→ **Requirement 1**:
From the passage about living in Sydney, list each thing the writer says they do that shows they are not a social burden on Australian society.
→ **Requirement 2**:
In the passage about living in Sydney, rewrite the paragraph beginning "The Australian government recently announced" as a short bulleted list that keeps its main facts.
→ **Requirement 3**:
Carry on the passage about living in Sydney, picking up after its final sentence.

##### Text provided #####

I’ve lived in Sydney, Australia for a little over two years now. While the process of moving halfway across the world is tough, I have felt very at ease in Australia. As a foreigner I don’t feel that I am any sort of social burden on Australian society. I have a job, I pay taxes, I accumulate super, and I’m enrolled in Medicare. Australia has been a very welcoming place for a displaced Canadian.
However, I sometimes feel that this comfort is a bit tenuous. I am still not a Permanent Resident (to be decided next August or so) and I am painfully aware that the Australian government could, for whatever reason, simply kick me out. At the moment I’m a guest here and, for the most part, I behave like a guest; I take my shoes off, I don’t raise my voice, and I say “Thank you” on my way out the door.
But occasionally I really, really, find it hard to be a polite guest as every now and then my host says or does something that I vehemently disagree with. What am I supposed to do? Speak up? Criticize my host in their own home? As an outsider, do I have any right to criticize a country that has taken me in? Or should I sit quietly in the corner, nodding politely, pretending that everything is all lollipops and rainbows?
The Australian government recently announced that it would put a freeze on accepting refugees from Africa next year. This includes refugees from the hellish Darfur region of Sudan. At one point, 70% of Australia’s refugee intake was from Africa; that has dropped to 30% this year, and next year it seems there won’t be any. Australia is not reducing it’s overall refugee intake, just exchanging African refugees for refugees from Iraq and Burma (which are, without doubt, two other regions with massive population displacement).

##### Data #####

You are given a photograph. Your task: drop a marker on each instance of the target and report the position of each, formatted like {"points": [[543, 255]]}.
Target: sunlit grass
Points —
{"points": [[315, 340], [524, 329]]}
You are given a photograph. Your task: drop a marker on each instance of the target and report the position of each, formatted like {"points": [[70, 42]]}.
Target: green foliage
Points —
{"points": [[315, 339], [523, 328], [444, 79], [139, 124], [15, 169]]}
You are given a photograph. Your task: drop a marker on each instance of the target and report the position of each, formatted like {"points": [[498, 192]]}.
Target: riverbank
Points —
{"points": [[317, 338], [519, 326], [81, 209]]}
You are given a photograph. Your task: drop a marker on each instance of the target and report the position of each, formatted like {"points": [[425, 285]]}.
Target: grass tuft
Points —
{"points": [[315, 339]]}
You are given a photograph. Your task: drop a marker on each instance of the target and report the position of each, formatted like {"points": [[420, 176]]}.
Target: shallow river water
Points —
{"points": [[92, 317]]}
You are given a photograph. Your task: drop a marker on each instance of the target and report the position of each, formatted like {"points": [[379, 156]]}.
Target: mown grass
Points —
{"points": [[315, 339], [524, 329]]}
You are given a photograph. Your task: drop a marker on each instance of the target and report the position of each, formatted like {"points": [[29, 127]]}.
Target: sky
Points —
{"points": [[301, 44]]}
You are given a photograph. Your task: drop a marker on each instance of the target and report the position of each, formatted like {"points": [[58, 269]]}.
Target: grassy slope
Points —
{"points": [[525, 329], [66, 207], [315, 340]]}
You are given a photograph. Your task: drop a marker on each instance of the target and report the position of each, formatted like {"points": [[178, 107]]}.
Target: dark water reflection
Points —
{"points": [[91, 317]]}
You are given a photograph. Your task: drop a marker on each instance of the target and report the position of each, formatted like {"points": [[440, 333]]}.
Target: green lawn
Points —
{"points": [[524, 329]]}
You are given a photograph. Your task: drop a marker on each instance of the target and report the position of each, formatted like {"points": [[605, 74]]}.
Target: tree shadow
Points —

#####

→ **Answer box 1**:
- Has a job
- Pays taxes
- Accumulates super
- Is enrolled in Medicare

→ **Answer box 2**:
- The Australian government announced a freeze on accepting refugees from Africa next year, including refugees from the Darfur region of Sudan.
- African refugees once made up 70% of Australia's refugee intake. This year the figure has dropped to 30%, and next year it seems there will be none.
- The overall refugee intake is not being reduced. African refugees are being exchanged for refugees from Iraq and Burma, two other regions with massive population displacement.

→ **Answer box 3**:
The reasons for this policy change is that, according to Immigration Minister Kevin Andrews, African refugees are having a hard time integrating into Australian society. Leaders of Australia’s Sudanese community are, understandably, pissed off; they don’t see any problems with integration, at least in the context of immigration in general. It’s never easy, as I can attest to, but to isolate just one group as causing problems in nightclubs and forming gangs is, at best, ignorant and, at worst, racist.
Some have said that this move is strictly political; that in the run up to next month’s election, Howard’s government is trying to appeal to the “rural” communities of Australia who, apparently, don’t care so much for the Sudanese. If this argument is true it is troubling for a couple reasons, the first being the fact that there is apparently a section of the Australian community who might be more comfortable living in the American south prior to the civil rights movement. But to pander to that minority for political gain? Disgusting.
Now if that argument is completely false what are we left with? Either the Immigration Minister genuinely believes what he’s saying which makes him wrong and short-sighted. Or maybe he’s just kind of xenophobic – not the best type of person to have as IMMIGRATION Minister.
I am fully prepared to admit that I am pretty biased on this issue. I’ve previously yelled at Today Tonight for its racism about the same group of people: they went after my boys collecting shopping carts in parking lots! I LOVE those guys. On a more daily basis, I work with kids from Sudan, Liberia, and Sierra Leone so I know how much it means to them to be able to live in a country free of warfare and mass violence. Just being able to go to school is a gift for some of these kids and they work hard every minute they’re in a classroom. I also worked on a project at uni on Darfur and recently read an amazing book concerning one of Sudan’s Lost Boys. (I can’t recommend Dave Eggers’ What is the What enough; one of the best books I’ve read this year, easy.)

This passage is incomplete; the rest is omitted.